::: Document text

Learning Heterogeneous Degradation Representation for Real-World Super-Resolution¶

Conference: ICLR 2026
OpenReview: https://openreview.net/forum?id=IOmPy7P1y4
Code: TBD
Area: Image Restoration / Real-World Super-Resolution
Keywords: Real-World SR, Degradation Representation, Variational Inference, Mutual Information Suppression, Spatially Heterogeneous Degradation

TL;DR¶

This paper proposes SAVL (Spatially Amortized Variational Learning), which models the degradation of each pixel as a "spatially-varying Gaussian distribution" inferred from local neighborhoods. A mutual information suppression term is employed to decouple degradation from image content, resulting in an implicit representation that is both spatially heterogeneous and highly discriminative of degradation factors. The SR network is subsequently guided by a dual-path posterior of "mean (channel modulation) + variance (spatial modulation)" for reconstruction.

Background & Motivation¶

Background: Real-world super-resolution (RWSR) aims to recover high-resolution images from low-resolution inputs under complex capturing conditions. Real-world degradation is heterogeneous both across images (due to equipment/ISO/ISP) and within a single image (due to depth-of-field/texture complexity). To handle unknown degradations, mainstream approaches learn a degradation representation to guide upsampling, categorized into two types: explicit estimation (predicting parameters like blur kernels or noise levels), which is limited by predefined degradation spaces, and implicit degradation representation (IDR, via contrastive learning/distillation/meta-learning), which offers higher capacity and generalizability.

Limitations of Prior Work: Existing IDR methods suffer from two major drawbacks: (1) Lack of spatial variation modeling, assuming uniform degradation across the entire image, which contradicts real-world scenarios. (2) Insufficient decoupling of degradation and content. The unconstrained latent space of IDR is often too expressive, tending to encode the entire LR signal (including degradation-irrelevant content like appearance and semantics), making the representation "non-discriminative" and misleading the SR process. Quantifying with MINE revealed that while explicit representations have low content correlation, they also have weak degradation modeling, whereas existing implicit representations are highly correlated with both content and degradation (severe entanglement).

::::::
::: Stored data

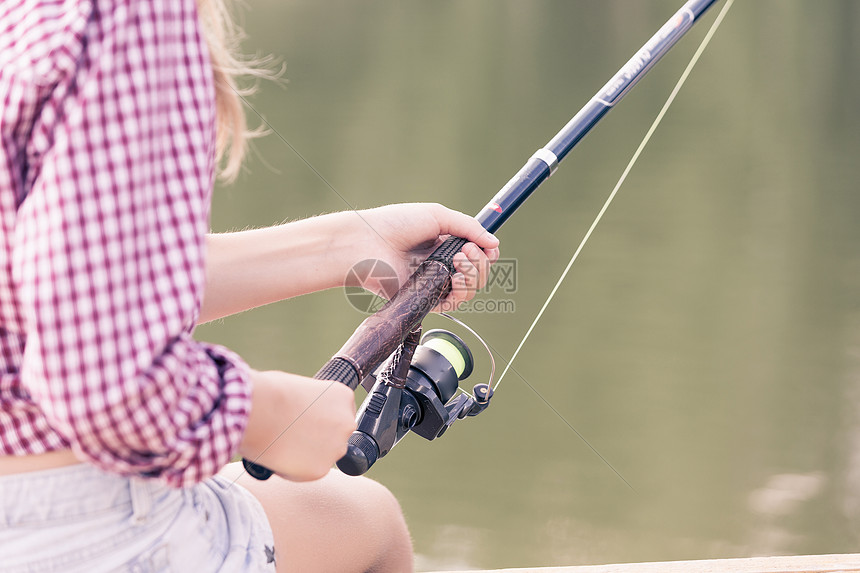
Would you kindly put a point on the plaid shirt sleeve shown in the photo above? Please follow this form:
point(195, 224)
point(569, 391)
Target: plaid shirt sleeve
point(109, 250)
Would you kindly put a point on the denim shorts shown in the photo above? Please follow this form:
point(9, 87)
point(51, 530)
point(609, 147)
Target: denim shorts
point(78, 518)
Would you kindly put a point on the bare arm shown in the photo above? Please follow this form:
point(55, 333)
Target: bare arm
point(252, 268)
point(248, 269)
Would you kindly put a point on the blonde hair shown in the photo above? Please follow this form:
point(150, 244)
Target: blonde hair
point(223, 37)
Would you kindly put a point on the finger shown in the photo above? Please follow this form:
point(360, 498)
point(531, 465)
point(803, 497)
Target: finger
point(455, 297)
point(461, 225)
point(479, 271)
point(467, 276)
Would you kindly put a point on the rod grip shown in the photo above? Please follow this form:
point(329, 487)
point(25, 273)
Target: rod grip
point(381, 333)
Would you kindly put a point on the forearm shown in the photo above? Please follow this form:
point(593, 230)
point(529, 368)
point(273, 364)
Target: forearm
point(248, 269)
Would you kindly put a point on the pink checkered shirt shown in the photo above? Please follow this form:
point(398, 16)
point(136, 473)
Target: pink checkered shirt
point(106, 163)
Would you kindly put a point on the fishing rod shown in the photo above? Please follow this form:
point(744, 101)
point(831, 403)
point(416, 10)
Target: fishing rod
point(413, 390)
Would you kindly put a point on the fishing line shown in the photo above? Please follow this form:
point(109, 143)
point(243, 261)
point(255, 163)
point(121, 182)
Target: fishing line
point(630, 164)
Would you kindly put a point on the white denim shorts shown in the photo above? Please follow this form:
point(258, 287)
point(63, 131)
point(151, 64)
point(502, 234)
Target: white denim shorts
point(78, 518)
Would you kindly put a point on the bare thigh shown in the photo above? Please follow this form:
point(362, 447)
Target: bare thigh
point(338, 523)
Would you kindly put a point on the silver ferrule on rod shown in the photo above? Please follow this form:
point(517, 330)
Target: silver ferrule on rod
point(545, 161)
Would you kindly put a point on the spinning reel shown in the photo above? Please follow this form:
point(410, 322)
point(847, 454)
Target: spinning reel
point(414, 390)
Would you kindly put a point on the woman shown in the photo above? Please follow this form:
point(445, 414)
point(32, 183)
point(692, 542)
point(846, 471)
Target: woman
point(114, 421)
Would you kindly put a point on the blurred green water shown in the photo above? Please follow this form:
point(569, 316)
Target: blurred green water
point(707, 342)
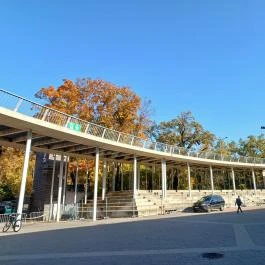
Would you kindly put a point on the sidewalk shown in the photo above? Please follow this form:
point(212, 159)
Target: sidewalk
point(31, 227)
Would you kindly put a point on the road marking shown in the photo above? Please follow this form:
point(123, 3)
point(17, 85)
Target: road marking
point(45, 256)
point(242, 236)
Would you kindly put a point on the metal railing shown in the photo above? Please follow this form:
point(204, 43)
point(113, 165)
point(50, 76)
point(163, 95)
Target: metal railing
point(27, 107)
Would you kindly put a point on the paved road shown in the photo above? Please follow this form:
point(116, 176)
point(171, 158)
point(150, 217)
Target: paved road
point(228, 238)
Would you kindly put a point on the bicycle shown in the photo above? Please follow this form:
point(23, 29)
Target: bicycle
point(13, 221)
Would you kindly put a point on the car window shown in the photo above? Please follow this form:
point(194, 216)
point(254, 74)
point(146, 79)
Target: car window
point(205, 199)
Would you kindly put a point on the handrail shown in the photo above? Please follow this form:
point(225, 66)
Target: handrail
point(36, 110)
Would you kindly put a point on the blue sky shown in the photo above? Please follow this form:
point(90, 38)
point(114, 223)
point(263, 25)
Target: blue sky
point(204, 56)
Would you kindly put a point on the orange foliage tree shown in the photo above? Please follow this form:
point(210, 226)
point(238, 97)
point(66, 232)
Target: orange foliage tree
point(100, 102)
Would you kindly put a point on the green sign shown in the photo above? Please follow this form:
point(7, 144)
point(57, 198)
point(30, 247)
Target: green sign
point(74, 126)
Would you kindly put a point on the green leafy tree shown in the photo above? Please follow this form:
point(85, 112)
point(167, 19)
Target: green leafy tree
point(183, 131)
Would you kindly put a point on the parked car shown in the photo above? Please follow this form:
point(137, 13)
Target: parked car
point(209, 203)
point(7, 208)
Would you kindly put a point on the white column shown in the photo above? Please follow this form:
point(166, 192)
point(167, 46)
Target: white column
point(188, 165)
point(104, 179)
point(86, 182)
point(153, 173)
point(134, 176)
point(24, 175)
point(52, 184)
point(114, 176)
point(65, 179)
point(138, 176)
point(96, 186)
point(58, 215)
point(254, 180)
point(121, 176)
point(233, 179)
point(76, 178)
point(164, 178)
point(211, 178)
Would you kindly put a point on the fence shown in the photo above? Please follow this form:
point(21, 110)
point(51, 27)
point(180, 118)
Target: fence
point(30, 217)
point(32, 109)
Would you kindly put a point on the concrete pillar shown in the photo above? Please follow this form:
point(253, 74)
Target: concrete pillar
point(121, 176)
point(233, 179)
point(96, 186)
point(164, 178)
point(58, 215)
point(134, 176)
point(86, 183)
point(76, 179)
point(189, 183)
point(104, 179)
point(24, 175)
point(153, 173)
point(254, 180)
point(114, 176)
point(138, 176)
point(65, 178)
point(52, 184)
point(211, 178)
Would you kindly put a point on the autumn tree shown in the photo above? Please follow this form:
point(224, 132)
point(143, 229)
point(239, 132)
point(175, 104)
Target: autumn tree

::::::

* _Work instructions_
1. In the super-resolution paper summary, what does SAVL stand for?
2. Carry the super-resolution paper summary forward from its last sentence, writing the next part.
Nothing in the records is needed here.

* _Answer set_
1. Spatially Amortized Variational Learning

2.
Key Challenge: Modeling spatially-varying degradation requires a more complex pixel-wise latent space, yet a more complex latent space is more prone to content leakage. "Spatially heterogeneous modeling" and "degradation-content decoupling" are naturally in conflict. Furthermore, the spatial variation assumption invalidates the premise of contrastive learning that "different patches from the same image share the same degradation," rendering old paradigms ineffective.

Goal: To learn an implicit degradation representation that is spatially resolved, decoupled from content, and highly discriminative of degradation factors within a single forward pass and affordable computational cost, and effectively inject it into an SR network.

Core Idea: [Variational Modeling] Treat pixel-wise degradation as a spatially-varying Gaussian posterior amortized from local neighborhoods (mean = degradation type, variance = degradation severity/uncertainty). [Information-theoretic Decoupling] Add a mutual information suppression term to the conditional ELBO to actively filter out degradation-irrelevant content. [Dual-path Guidance] Use posterior mean for channel modulation and variance for spatial modulation to drive SR.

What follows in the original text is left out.